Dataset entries

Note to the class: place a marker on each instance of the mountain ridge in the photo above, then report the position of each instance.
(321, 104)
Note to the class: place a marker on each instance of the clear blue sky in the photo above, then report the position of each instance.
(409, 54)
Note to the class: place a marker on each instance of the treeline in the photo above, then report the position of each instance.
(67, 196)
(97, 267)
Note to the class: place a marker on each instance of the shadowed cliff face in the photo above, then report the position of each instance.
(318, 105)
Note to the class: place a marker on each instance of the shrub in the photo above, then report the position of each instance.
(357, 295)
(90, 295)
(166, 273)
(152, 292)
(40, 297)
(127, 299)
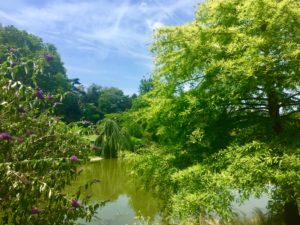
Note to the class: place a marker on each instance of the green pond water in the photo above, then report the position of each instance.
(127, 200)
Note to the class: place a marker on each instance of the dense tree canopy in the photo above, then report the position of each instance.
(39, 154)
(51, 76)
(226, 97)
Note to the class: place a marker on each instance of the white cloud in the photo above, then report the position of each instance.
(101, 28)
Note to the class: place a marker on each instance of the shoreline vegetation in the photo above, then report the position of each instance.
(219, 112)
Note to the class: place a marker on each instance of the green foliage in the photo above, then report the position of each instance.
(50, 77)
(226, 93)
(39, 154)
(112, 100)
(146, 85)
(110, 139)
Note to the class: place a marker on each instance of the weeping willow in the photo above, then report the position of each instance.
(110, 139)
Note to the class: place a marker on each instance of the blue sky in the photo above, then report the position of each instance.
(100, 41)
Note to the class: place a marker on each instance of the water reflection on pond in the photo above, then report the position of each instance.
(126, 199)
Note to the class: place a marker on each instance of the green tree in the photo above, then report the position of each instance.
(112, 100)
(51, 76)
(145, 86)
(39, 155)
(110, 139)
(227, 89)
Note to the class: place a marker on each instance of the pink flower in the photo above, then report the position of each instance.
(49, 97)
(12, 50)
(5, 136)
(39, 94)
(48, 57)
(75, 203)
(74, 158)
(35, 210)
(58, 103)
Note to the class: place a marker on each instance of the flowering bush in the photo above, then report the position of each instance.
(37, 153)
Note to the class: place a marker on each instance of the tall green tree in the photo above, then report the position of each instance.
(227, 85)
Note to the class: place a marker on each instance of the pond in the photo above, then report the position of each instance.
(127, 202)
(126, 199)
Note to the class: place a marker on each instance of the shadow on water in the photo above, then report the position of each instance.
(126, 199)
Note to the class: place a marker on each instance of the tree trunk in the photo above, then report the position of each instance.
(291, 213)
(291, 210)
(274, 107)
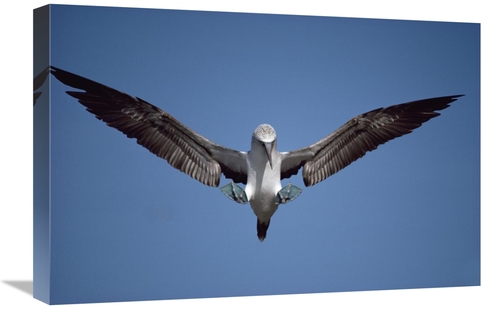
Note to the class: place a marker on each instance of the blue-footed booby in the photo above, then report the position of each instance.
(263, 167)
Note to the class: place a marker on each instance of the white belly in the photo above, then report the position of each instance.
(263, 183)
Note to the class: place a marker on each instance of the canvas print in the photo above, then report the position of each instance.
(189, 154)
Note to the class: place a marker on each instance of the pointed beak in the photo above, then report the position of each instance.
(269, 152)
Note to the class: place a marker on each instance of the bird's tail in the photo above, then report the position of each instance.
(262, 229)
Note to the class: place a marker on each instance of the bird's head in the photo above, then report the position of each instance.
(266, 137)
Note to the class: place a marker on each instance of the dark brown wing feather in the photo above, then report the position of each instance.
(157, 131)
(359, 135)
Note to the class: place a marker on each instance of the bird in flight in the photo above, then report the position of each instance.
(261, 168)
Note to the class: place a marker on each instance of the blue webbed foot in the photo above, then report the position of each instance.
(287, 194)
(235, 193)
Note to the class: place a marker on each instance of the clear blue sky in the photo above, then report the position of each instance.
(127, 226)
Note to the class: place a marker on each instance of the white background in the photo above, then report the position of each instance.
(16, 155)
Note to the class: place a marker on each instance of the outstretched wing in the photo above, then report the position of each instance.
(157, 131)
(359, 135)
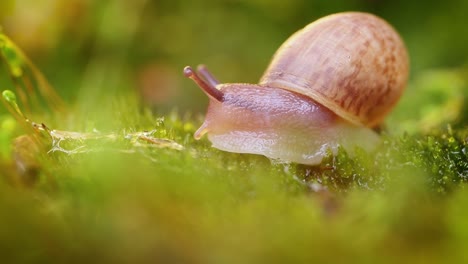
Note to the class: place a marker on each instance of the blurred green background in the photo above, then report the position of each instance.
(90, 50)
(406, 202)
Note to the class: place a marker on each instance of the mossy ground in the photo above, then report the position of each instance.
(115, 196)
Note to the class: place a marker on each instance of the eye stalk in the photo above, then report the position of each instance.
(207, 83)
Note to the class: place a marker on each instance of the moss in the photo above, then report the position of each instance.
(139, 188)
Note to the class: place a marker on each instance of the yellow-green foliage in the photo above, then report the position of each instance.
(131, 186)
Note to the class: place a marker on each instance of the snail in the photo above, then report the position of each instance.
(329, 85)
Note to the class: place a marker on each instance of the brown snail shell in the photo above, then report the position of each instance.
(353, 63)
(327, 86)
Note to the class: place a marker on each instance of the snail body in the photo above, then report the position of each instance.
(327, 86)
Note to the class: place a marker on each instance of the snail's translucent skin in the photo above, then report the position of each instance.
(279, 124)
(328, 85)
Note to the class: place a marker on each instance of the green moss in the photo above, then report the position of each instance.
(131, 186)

### Requirements
Transcribe every entry word for word, but skip the pictures.

### The answer
Note to the class: place a marker on each instance of the mountain ridge in the photo above, then report the position of each instance.
(321, 104)
Note to the class: place a marker on each instance of the clear blue sky in the photo above, then report the position of each instance.
(409, 54)
Note to the class: place a marker on each instance of the treeline in the photo above, then report the position of each instance.
(67, 196)
(97, 267)
Note to the class: place a marker on each instance of the shadowed cliff face in the photo above, then report the position of each instance.
(318, 105)
Note to the class: place a marker on each instance of the shrub in the photo above, then report the position of each instance.
(357, 295)
(90, 295)
(166, 273)
(152, 292)
(40, 297)
(127, 299)
Note to the class: place a marker on each instance of the green pond water in the photo above, then report the position of each instance.
(127, 200)
Note to the class: place a marker on each instance of the dense tree canopy in the photo above, then report the position of each instance.
(39, 154)
(51, 76)
(226, 97)
Note to the class: place a marker on each instance of the white cloud in the photo above, then report the position of each instance.
(101, 28)
Note to the class: place a marker on each instance of the shoreline vegetation in the photo above, then report the position of each instance.
(219, 112)
Note to the class: place a marker on each instance of the green foliage in the photo above, then report the position of each instance.
(50, 77)
(226, 93)
(39, 154)
(112, 100)
(146, 85)
(110, 139)
Note to the class: place a marker on each instance of the weeping willow in the photo above, then report the position of each instance.
(110, 139)
Note to the class: place a marker on each instance of the blue sky in the photo above, then report the position of each instance.
(100, 41)
Note to the class: place a marker on each instance of the water reflection on pond in the photo above, then report the position of each instance.
(126, 199)
Note to the class: place a marker on each instance of the green tree in the photo above, then report the position of each instance.
(112, 100)
(51, 76)
(145, 86)
(39, 155)
(110, 139)
(227, 89)
Note to the class: place a marker on each instance of the pink flower in the photo above, then report the position of each instance.
(49, 97)
(12, 50)
(5, 136)
(39, 94)
(48, 57)
(75, 203)
(74, 158)
(35, 210)
(58, 103)
Note to the class: place a marker on each instance of the flowering bush in the photo above, then report the position of each instance.
(37, 153)
Note to the class: place a marker on each instance of the tall green tree in the photo above, then report the position of each instance.
(227, 85)
Note to the class: place a marker on each instance of the pond in the photo above, then report the position of each instance.
(127, 202)
(126, 199)
Note to the class: place a marker on each instance of the shadow on water in the photo above, then report the position of each instance.
(126, 199)
Note to the class: place a marker on each instance of the tree trunk in the photo above, then report the position of each instance.
(291, 213)
(291, 210)
(274, 107)
Note to the class: place a marker on each instance of the blue-footed booby in the photo above, then report the position of each instance.
(263, 167)
Note to the class: place a marker on each instance of the white belly in the photo above, then report the position of each instance.
(263, 183)
Note to the class: place a marker on each instance of the canvas print in the photo above, then report the position of each instance.
(189, 154)
Note to the class: place a marker on each instance of the pointed beak in the photo above, then report the position of each instance.
(269, 152)
Note to the class: place a marker on each instance of the bird's tail in the photo above, then report the position of each instance.
(262, 229)
Note to the class: place a marker on each instance of the bird's head in the photo above, then report the position of each instance.
(266, 137)
Note to the class: place a marker on each instance of the dark brown wing feather in the photo above, then report the position of each instance.
(157, 131)
(359, 135)
Note to the class: place a marker on each instance of the bird in flight in the photo above, then report the position of each instance.
(261, 168)
Note to the class: place a marker on each instance of the blue webbed foot in the photo above, then report the position of each instance.
(287, 194)
(235, 193)
Note to the class: place a marker on each instance of the clear blue sky in the photo above, then report the position of each instance.
(127, 226)
Note to the class: place a marker on each instance of the white background in the photo above, then report the position of each instance.
(16, 155)
Note to the class: place a marker on each instance of the outstretched wing in the photo above, then report the position of each instance.
(157, 131)
(359, 135)
Note to the class: place a marker on each instance of the blurred green background in the photo above, then report the position of each instance.
(90, 50)
(406, 202)
Note to the class: place a marker on each instance of the mossy ground in the photo above, then report the position of each instance.
(115, 196)
Note to the class: place a marker on each instance of the eye stalk in the photo above, then report the position of each instance.
(207, 83)
Note to the class: place a marker on each instance of the moss in the photo above, then report the position of each instance.
(139, 188)
Note to the class: place a marker on each instance of the yellow-green foliage in the photo above, then report the position of each instance.
(131, 186)
Note to the class: place a marker on each instance of the snail in the photo above, then report the position of each instance.
(329, 85)
Note to the class: place a marker on each instance of the brown snail shell in the photo above, then report the position of each instance.
(353, 63)
(327, 86)
Note to the class: place a marker on each instance of the snail body in the photo above, then report the position of each instance.
(327, 86)
Note to the class: place a marker on each instance of the snail's translucent skin in the photo above, then report the position of each instance.
(279, 124)
(328, 85)
Note to the class: place a marker on each instance of the green moss in the photo above, then report the position of each instance.
(131, 186)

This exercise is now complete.